> _Tareas requeridas_:
**A.** Según el texto sobre Alberto Morlachetti, ¿en qué año comenzó el aluvión de los chicos callejeros?
**B.** Resume en dos oraciones el texto sobre Alberto Morlachetti.
**C.** Prosigue el texto sobre Alberto Morlachetti a partir de su última oración.

─── Texto de la página ───

Cuando en los inicios Alberto Morlachetti abrió la sede de la Fundación y se mudó a ella con chicos de la calle, todo el mundo le decía que estaba loco. ¿Cómo era posible que alguien con tanta capacidad intelectual, que era docente universitario y había leído a Marcuse y seguido de cerca los textos de la Escuela de Francfort perdiera el tiempo en esos menesteres y se pusiera a tiro de esos chicos difíciles? Más allá de las convicciones, estaba la íntima necesidad de compartir su vida con aquellos niños de modales distintos y problemáticas duras pero que sabían querer mejor que nadie.
Los primeros fueron recogidos de cuevas indignas ubicadas detrás de la Facultad de Derecho. Alberto les dio cobijo, instrucción, horizonte y certidumbre. En 1977, comenzó el aluvión de los chicos callejeros, y Pelota de Trapo dio refugio a muchos de ellos. Alberto era el "padre" de todos y, al principio, tragaba saliva, en medio de sus contradicciones. Esos niños bravos tenían costumbres salvajes y lenguaje áspero. "Yo tuve que aprender de ellos -me dice-. Tuve que aprender para enseñarles."
Se enfrentó a la droga, que antes era la cocaína y el Poxiram y hoy es el paco, y a la prepotencia de la policía y sobre todo al prejuicio social. Morlachetti presenció, a lo largo de estas décadas cómo se dinamitaban en la Argentina los puentes de comunicación entre los grandes y los chicos de todas las clases sociales, y también cómo la sociedad iba colocando al niño en el lugar de victimario y enemigo público.
"Cuando un chico comete un error no es hora de estigmatizarlo y castigarlo con rigor sino de abrazarlo fuerte -explica-. A veces algunos de esos actos desesperados (no me refiero por supuesto a los homicidios ni a violencias graves) son incluso un buen signo. Un gesto de vida. Esas conductas violentas, transgresoras, antisociales, son una esperanza, como dice Winnicot, un notable de la psiquiatría. Mirá, los pibes librados a su suerte, los chicos abandonados, son un tema muy complejo. Si construir un vínculo no es algo espontáneo ni con el recién nacido, cuando toda la historia está por escribirse, ¿cómo se va a gestar un vínculo con el chico de la calle cuando en su historia nada pasó por seducirlo para la vida sino todo lo contrario? Suelto de madre es necesario domiciliarlo en un vínculo amoroso. No hay pedagogía sin ternura."

─── Conjunto de líneas ───

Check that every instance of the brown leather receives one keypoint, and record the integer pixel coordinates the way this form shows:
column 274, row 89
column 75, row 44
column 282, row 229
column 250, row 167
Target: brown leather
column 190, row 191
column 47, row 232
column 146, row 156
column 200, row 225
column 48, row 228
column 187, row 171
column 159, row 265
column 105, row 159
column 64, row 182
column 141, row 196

───

> _Respuestas_:
**A.** En 1977.

**B.** Alberto Morlachetti, docente universitario, abrió la sede de la Fundación y se mudó a ella con chicos de la calle, a quienes dio cobijo e instrucción, y desde 1977 Pelota de Trapo dio refugio a muchos de ellos. Se enfrentó a la droga, a la prepotencia policial y al prejuicio social, y sostiene que ante el error de un chico hay que abrazarlo en lugar de estigmatizarlo, porque no hay pedagogía sin ternura.

**C.**
No puedo sino pensar en las noticias violentas que tienen a los menores como protagonistas absolutos. Pero también percibo, como en un ramalazo de luz, dos cosas: este hombre no es meramente un teórico, y como el padre Pepe de la Villa 21 y tantos otros soldados laicos o religiosos, políticos o apolíticos, de derecha o de izquierda, como tantos héroes en la trinchera de la miseria y el hambre, Alberto Morlachetti sabe de lo que habla aunque intente sacar el agua de un bote agujereado con la ayuda de un pocillo. Está solo en medio del mar. El Estado no lo acompaña más que con algunas becas y subsidios menores. El Estado no está ni para la foto. Sigue adelante con los médicos de la Fundación Garrahan, con donaciones y sobre todo con la buena voluntad de la gente.
Las grandes tesorerías de la política de cualquier signo faltan a la cita. Tal vez con esas tesorerías se podría practicar con eficiencia y masividad la política de la paciencia y la ternura, y no la ley de la reja y el gatillo. Pero más allá de discursos progresistas, hoy no hay plata para eso. Se ve que la plata rinde más en otro lado.
Muchos de aquellos niños rebeldes que al Viejo le daban dolores de cabeza hoy son señores con oficios y cargos bien rentados en empresas. Le traen ahora a sus nietos y le cuentan sus progresos. Son hombres hechos y derechos con la cultura del trabajo totalmente incorporada. Alberto recuerda cuando tenía que retarlos, cuando los esperaba despierto toda la noche hasta que volvían, cuando afrontaba con preocupación y a veces con humor sus diabluras.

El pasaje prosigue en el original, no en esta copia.